▸ Goal
Change "tail light" to "rear lamp" throughout the records below and return their lines otherwise unchanged, without the pictures.

--- start of Information supplied ---

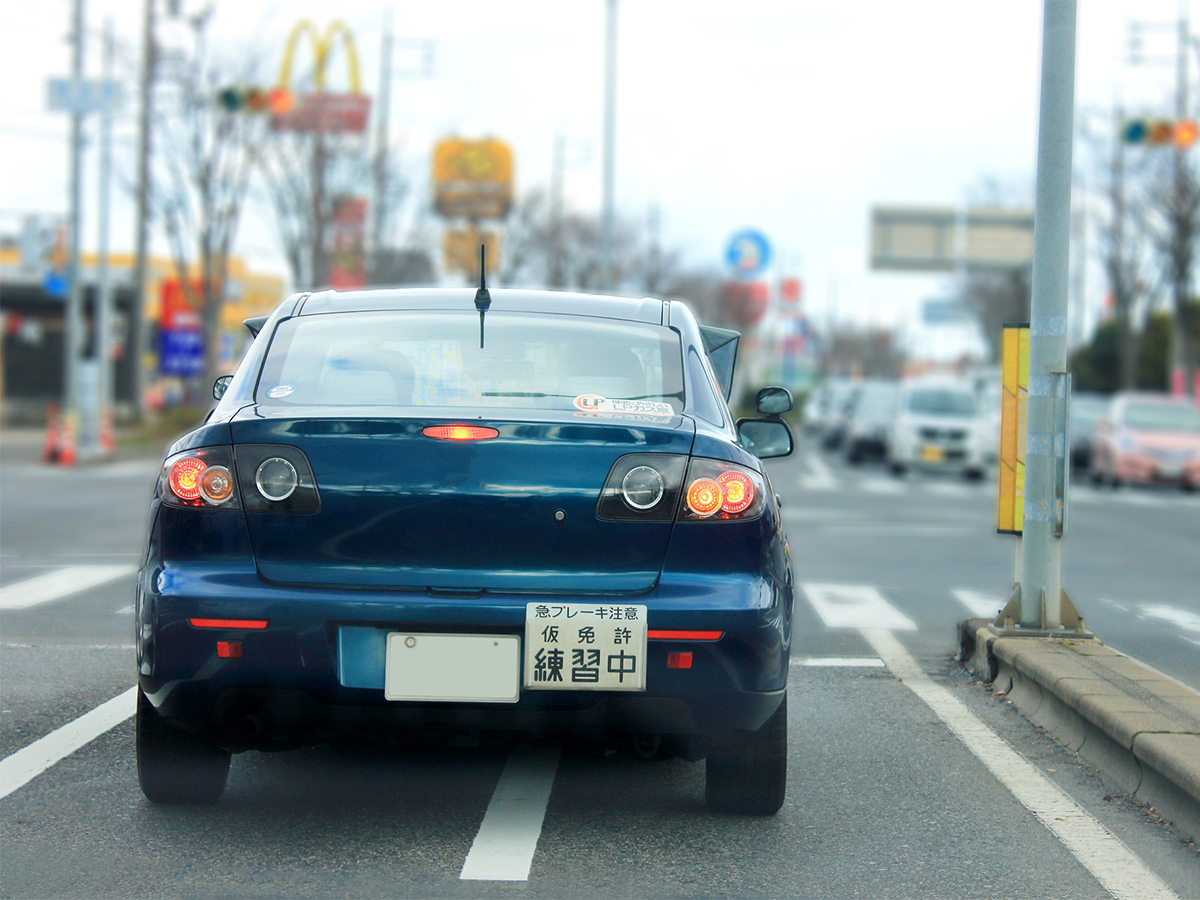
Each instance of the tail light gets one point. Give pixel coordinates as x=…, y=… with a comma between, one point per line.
x=258, y=478
x=199, y=478
x=663, y=487
x=721, y=492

--- end of Information supplied ---

▸ Response
Each instance of the rear lamp gets one point. Give pixel coordinates as x=…, y=… with a comma between, one point per line.
x=258, y=478
x=199, y=478
x=663, y=487
x=721, y=492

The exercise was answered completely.